→ Ejercicios:
a - Duplica el pasaje del texto seleccionado que va entre "En sociedades muy" y "las esferas dominantes.", ambos incluidos.
b - Según el texto seleccionado, ¿en qué año escribió Benjamin el ensayo "Para una crítica de la violencia"?
___ Texto seleccionado
En sociedades muy estratificadas, algunos públicos menores (microesferas) con discursos contestatarios desarrollan unos mecanismos de fricción permanente con las esferas dominantes.

La naturaleza de la vida pública pasa necesariamente por el tamiz que el poder del Estado erige en derecho, para regular y controlar las diferentes circulaciones objetivas y subjetivas que los afiliados emprenden. Una condición imperativa de esta situación pasa por el monopolio de la fuerza, y la exclusividad del uso de la violencia como mecanismo de control, es decir, la violencia sancionada como poder, … como el único sujeto jurídico que tiene derecho a la violencia, de acuerdo con Walter Benjamin. Este autor escribe en 1921 el ensayo “Para una crítica de la violencia”[1] (“Zur Kritik der Gewalt”), texto iluminador que aborda el tema de la violencia desde unas variaciones íntimas, consideradas jurídicamente a la luz del derecho y la justicia, al señalar las implicaciones de la violencia vista desde el ordenamiento del derecho natural y el derecho positivo, llevando la disertación por los terrenos propios de un elemento que lleva implícito un carácter de creación jurídica[2]. ¿Cuales son esas violencias legales, supralegales y metalegales?, se pregunta Benjamin, y encuentra que la violencia humana, la violencia mítica y la violencia divina son estadios en los cuales el soberano –terrenal, legendario u omnipotente– revela su poder supremo, cual es el control de la vida y la muerte.

Más interesante aún que el desarrollo mismo que Benjamin señala para el ensayo, es poder establecer que en este texto acuña el término nuda vida, de la vida como tal (“das Symbol des Blossen Lebens”), tan importante para su posterior introducción como sintagma operativo en el libro de Giorgio Agamben titulado Homo sacer. El poder soberano y la nuda vida, y en la misma Documenta, como elemento fundador de la segunda pregunta.
______
___ Extracto de origen
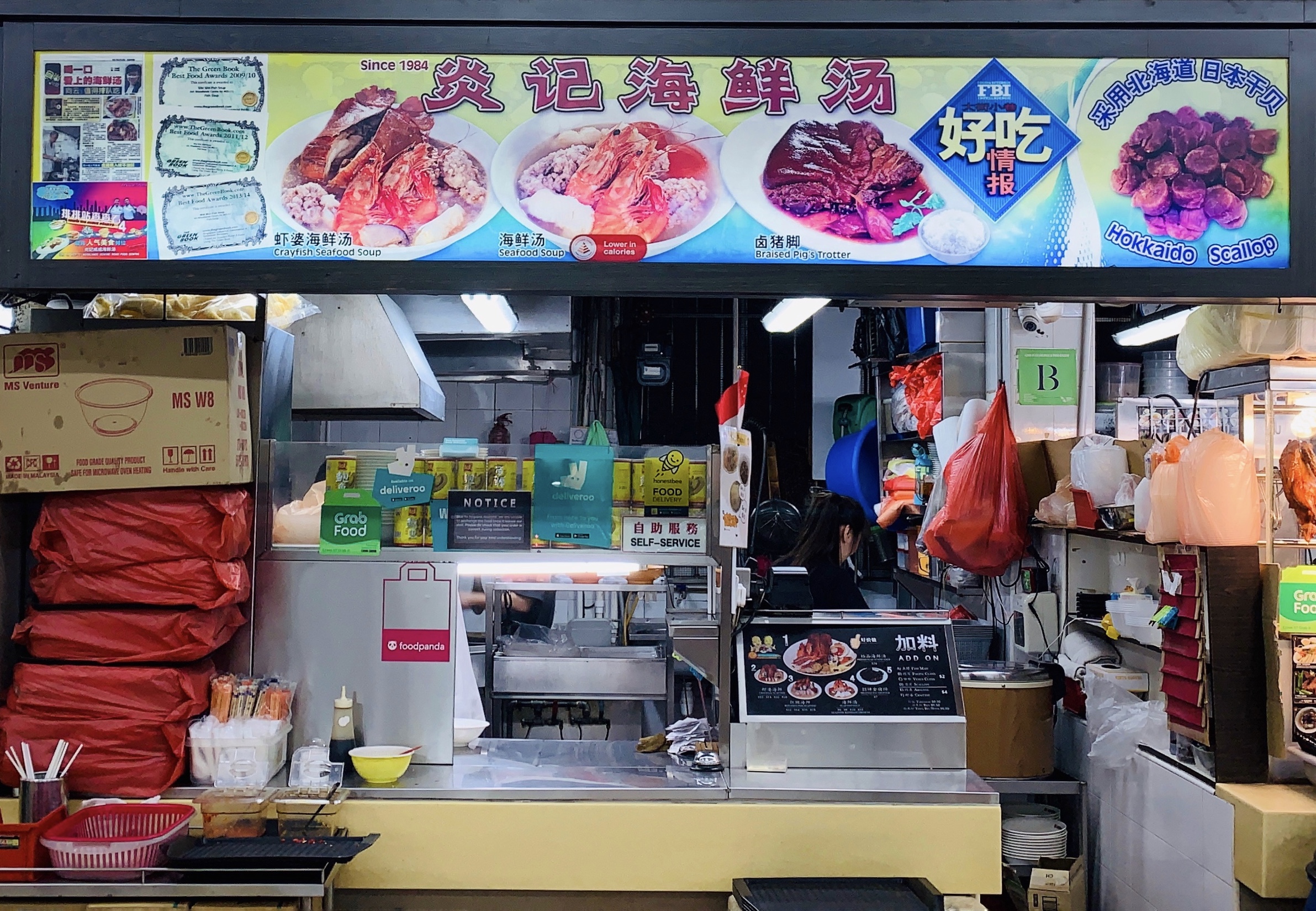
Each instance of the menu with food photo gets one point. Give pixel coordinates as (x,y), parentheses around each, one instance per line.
(673,159)
(863,671)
______
→ Respuestas por ejercicio:
a -
En sociedades muy estratificadas, algunos públicos menores (microesferas) con discursos contestatarios desarrollan unos mecanismos de fricción permanente con las esferas dominantes.

b - En 1921.